START Source passage

In the summer of 1865 my eldest brother—my senior by a little over a year—and I were sent to school at Brighton. The owner and manager of this establishment was an old lady, Mrs. Walker by name, and, as was inevitable in those days, the school came to be known by the name of Hookey’s. This school, one way and another, earned an excellent reputation, and I suppose was quite as good as any other preparatory school for Eton and Harrow, to one of which schools nearly all the boys went eventually. Certainly the boys of my time achieved, as a lot, very considerable success in after life. Out of about sixty boys, who must have passed through there during my time,[14] I can remember three Lytteltons, known to us as Bob, Edward and Alfred: the eldest of the three is now a well-known solicitor, the second was Headmaster of Haileybury and Eton, and the youngest was one of the most brilliant men of his time, not only as a born athlete, but in the House of Commons, and in the Cabinet as Colonial Secretary. I also recollect two Northcotes, one being the late Lord Northcote, a most successful Colonial Governor-General; the late Sir Michael Herbert, whose much-to-be-regretted early death had not prevented him from rising to the rank of Ambassador at an unusually early age; Colonel à Court Repington, the well-known writer on military subjects; my own younger brother, John, now a distinguished man of letters; my cousin, the late Lord Portsmouth, and his next two brothers,—the late peer was at one time Under-Secretary of State for War; the present Lord Strathmore and his brothers; and a good sprinkling of boys who subsequently became soldiers, many of whom,—including my brother, Lionel, who was killed in South Africa,—have met a bullet in the wars, great and small, of the last forty-five years.
Poor old Hookey! She was a good old woman and a terrific snob. It speaks well for the sense of humour of the school when I can aver that its best mimic always had his greatest success when he gave his imitation of the old lady showing parents of possible prospective pupils over the school. She invariably used to produce, apparently out of her sleeve and quite by accident, all the eldest sons, the regular[15] formula being: “That boy is Lord Blank, Earl Dash’s son. Come here, Blank, my dear; I am so glad to learn from your tutor that you are first in your class this week.” If there happened to be a slump in eldest sons, even a wretched “honourable” would be produced as a makeshift; but as we were well supplied with Viscounts this very seldom happened.
My holidays were passed entirely at Castle Hill, and hunting became the great joy of the summer and winter holidays, for, in addition to the fox-hunting provided by our kinsman and neighbour, Lord Portsmouth, the Devon and Somerset Staghounds used to begin their season in mid-August, and it was in August 1866 that I was formally entered to the sport of stag-hunting, having been in at the death of a hunted stag after a terrifically long run. My eldest brother and I were both baptised at the same time, having both managed to get to the end on our Exmoor ponies. The ceremony of blooding was performed by the Rev. John Russell, the well-known sporting parson, generally known as Jack Russell, who, in those days, was vicar of a neighbouring parish and esteemed to be the greatest authority on hunting, whether of the stag, the fox, the otter, or the hare, that lived in the West Country. We got home somewhere about ten o’clock that night and fought ferociously to prevent the blood being washed off our faces before being packed off to bed.

END Source passage
START Information provided

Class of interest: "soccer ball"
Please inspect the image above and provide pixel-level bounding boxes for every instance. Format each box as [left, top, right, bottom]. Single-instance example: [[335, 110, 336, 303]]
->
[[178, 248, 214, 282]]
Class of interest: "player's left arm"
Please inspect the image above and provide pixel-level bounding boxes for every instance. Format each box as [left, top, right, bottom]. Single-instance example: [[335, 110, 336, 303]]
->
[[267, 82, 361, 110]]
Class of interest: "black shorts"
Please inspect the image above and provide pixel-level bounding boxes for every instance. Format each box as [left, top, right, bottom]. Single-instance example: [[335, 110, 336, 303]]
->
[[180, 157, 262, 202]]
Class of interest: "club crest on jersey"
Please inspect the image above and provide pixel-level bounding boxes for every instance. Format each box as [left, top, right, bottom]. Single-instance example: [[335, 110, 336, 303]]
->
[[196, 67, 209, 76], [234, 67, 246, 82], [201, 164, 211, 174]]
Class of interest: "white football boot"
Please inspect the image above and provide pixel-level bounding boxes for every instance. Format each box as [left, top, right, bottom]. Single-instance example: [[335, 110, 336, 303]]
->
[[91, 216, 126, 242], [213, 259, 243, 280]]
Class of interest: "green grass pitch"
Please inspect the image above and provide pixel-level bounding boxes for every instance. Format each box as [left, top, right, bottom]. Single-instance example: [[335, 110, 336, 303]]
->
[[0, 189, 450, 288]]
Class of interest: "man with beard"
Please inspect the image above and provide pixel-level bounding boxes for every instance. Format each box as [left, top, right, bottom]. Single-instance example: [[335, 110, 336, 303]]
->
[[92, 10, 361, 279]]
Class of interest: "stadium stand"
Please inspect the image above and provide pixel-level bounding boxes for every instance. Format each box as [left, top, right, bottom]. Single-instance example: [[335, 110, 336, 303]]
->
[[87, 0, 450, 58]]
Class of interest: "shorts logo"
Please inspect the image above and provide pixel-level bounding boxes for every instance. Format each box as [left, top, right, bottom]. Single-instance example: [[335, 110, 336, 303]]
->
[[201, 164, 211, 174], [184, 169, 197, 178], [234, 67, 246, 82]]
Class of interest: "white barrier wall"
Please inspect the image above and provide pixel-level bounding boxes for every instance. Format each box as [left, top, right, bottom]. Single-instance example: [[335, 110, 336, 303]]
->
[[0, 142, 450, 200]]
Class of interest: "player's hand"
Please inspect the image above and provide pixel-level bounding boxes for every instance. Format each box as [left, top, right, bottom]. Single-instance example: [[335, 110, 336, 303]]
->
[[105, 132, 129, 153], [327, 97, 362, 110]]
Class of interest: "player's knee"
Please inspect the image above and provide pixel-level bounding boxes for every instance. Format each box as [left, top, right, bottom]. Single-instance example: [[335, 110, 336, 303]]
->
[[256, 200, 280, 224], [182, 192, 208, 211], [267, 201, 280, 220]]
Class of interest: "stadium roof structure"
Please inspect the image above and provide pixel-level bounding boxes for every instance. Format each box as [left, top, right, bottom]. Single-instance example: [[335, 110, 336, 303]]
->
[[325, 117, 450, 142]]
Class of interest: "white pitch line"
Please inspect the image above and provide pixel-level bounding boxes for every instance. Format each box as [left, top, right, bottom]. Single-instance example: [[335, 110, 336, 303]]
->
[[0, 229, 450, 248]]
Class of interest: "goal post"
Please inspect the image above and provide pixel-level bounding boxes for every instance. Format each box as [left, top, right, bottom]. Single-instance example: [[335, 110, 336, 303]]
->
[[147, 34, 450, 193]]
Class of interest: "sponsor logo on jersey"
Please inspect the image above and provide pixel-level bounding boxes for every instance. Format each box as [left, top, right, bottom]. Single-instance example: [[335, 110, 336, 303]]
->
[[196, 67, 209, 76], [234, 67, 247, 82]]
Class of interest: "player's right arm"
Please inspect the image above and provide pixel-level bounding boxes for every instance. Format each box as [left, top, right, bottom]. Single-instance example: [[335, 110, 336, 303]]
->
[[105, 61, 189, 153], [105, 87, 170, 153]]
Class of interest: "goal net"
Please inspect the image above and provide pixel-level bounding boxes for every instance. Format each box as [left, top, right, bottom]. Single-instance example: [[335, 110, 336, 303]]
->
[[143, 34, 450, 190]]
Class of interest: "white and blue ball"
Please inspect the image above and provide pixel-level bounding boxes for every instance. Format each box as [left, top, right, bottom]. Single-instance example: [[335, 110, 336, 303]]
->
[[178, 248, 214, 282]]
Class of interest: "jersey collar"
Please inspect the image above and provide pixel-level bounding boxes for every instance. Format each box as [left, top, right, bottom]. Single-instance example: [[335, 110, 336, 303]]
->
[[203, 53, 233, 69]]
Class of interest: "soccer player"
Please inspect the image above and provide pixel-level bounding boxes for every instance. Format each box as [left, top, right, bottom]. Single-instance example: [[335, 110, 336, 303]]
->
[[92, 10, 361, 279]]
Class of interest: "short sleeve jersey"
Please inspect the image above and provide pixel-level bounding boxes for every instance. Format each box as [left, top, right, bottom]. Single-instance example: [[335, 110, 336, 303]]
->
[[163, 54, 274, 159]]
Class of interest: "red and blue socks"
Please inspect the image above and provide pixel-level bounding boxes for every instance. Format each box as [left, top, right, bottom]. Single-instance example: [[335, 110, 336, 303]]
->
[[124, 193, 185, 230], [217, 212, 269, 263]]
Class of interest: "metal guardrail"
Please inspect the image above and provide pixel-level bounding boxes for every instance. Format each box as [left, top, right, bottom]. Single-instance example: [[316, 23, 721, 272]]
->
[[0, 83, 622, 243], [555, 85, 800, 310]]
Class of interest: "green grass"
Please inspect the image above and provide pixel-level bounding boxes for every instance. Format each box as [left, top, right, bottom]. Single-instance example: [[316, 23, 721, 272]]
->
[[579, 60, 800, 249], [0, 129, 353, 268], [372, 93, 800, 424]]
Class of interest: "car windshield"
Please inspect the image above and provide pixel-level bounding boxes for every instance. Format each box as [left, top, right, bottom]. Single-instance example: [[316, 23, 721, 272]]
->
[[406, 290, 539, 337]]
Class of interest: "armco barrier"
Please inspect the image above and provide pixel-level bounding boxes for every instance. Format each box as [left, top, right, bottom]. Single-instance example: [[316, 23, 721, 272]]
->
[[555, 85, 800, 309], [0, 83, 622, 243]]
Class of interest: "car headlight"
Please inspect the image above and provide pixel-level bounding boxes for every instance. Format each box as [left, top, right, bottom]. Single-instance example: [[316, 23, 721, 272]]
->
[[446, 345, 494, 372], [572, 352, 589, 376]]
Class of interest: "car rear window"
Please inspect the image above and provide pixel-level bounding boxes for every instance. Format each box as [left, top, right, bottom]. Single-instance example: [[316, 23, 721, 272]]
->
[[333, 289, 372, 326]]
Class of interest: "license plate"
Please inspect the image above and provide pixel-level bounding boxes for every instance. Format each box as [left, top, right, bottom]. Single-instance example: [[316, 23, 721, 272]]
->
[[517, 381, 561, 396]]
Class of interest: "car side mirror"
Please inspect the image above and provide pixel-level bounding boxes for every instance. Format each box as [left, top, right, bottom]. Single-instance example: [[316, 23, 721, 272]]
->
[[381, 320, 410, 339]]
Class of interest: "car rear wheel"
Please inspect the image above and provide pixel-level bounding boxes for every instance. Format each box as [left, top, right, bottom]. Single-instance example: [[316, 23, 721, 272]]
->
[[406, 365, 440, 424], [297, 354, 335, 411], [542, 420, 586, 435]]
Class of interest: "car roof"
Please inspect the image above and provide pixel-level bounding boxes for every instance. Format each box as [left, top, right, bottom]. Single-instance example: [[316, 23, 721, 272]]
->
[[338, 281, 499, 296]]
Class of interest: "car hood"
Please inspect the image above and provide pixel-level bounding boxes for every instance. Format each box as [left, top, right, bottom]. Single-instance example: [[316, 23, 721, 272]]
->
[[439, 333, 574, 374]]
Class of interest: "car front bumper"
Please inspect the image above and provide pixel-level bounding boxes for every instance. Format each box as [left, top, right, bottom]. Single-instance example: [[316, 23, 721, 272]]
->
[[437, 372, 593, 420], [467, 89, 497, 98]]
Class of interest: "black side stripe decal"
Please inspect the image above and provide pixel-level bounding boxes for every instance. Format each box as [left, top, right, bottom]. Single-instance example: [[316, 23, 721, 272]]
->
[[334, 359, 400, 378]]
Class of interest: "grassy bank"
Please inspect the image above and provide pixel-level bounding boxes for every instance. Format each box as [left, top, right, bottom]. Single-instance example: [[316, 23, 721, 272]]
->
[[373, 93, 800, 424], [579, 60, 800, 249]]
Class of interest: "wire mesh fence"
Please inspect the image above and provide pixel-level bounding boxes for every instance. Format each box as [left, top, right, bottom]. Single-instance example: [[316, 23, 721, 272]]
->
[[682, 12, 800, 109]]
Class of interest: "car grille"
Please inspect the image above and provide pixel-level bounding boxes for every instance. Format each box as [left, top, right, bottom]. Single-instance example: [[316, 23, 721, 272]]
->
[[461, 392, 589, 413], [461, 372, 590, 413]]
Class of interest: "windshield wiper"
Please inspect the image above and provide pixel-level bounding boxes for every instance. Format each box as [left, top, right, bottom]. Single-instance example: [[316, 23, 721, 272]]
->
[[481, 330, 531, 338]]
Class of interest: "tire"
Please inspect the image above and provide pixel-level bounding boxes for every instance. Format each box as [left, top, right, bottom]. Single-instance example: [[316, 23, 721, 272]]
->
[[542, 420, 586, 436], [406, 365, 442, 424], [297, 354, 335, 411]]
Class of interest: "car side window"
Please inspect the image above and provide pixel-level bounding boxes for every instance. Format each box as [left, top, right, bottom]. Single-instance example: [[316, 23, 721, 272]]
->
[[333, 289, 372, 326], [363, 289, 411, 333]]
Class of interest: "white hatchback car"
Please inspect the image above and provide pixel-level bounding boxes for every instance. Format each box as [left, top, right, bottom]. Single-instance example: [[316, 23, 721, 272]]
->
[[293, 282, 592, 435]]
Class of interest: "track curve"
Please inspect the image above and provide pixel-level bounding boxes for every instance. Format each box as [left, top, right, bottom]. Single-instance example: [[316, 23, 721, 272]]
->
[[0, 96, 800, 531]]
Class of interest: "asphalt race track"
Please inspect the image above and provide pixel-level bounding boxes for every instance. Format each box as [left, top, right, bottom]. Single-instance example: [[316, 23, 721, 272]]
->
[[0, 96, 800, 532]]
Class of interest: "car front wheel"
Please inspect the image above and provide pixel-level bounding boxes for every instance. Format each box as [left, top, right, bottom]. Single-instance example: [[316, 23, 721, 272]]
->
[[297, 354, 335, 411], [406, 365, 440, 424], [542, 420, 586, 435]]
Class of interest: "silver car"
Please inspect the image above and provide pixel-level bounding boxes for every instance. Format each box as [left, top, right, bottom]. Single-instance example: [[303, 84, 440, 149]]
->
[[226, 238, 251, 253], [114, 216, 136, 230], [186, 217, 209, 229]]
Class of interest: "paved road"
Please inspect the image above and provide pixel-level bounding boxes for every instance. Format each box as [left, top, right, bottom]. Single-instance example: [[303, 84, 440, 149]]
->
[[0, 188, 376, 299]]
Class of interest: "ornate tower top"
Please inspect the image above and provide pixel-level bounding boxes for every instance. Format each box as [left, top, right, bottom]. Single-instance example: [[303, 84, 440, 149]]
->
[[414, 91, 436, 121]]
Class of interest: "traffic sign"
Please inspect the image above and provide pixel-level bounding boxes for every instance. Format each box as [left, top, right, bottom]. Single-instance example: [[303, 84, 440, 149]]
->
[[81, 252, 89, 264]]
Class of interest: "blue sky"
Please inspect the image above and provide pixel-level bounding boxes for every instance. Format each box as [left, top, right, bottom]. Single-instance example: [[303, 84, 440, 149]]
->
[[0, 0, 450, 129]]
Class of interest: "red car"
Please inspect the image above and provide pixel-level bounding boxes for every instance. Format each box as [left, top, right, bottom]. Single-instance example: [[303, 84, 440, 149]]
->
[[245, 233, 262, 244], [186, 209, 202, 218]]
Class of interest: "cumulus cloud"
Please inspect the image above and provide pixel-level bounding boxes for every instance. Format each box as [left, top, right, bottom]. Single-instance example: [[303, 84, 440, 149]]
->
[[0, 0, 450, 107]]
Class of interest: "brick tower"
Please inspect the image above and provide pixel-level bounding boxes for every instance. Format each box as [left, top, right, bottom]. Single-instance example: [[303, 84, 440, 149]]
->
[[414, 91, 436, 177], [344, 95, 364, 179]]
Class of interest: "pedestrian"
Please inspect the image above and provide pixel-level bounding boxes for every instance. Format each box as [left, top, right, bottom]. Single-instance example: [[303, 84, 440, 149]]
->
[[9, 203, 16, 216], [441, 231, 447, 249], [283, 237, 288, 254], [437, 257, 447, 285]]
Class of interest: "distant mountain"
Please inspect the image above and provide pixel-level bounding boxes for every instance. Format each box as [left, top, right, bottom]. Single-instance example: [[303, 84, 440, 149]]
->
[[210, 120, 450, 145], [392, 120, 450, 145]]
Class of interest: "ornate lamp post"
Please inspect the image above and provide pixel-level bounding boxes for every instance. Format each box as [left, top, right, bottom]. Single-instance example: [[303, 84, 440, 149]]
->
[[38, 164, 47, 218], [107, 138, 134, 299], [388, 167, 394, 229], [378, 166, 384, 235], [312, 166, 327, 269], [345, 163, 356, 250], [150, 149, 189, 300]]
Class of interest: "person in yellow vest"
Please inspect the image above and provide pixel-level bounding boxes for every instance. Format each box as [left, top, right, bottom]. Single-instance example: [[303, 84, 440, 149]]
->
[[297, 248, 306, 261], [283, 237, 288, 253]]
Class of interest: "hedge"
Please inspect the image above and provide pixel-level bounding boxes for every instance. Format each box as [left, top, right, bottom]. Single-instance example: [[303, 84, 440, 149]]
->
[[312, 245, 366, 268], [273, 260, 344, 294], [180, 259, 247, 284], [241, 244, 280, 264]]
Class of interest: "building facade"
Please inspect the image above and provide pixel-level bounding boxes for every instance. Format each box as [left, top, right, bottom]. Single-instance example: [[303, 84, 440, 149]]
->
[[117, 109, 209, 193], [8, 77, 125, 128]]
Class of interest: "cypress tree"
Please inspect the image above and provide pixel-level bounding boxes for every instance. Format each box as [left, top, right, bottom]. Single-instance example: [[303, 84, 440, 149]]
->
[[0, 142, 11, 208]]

END Information provided

- Work to be completed: Write out the portion of the memoir excerpt starting with "Poor old Hookey!" and going on through "very seldom happened.". None of the data is needed for this work.

- Response to this exercise:
Poor old Hookey! She was a good old woman and a terrific snob. It speaks well for the sense of humour of the school when I can aver that its best mimic always had his greatest success when he gave his imitation of the old lady showing parents of possible prospective pupils over the school. She invariably used to produce, apparently out of her sleeve and quite by accident, all the eldest sons, the regular[15] formula being: “That boy is Lord Blank, Earl Dash’s son. Come here, Blank, my dear; I am so glad to learn from your tutor that you are first in your class this week.” If there happened to be a slump in eldest sons, even a wretched “honourable” would be produced as a makeshift; but as we were well supplied with Viscounts this very seldom happened.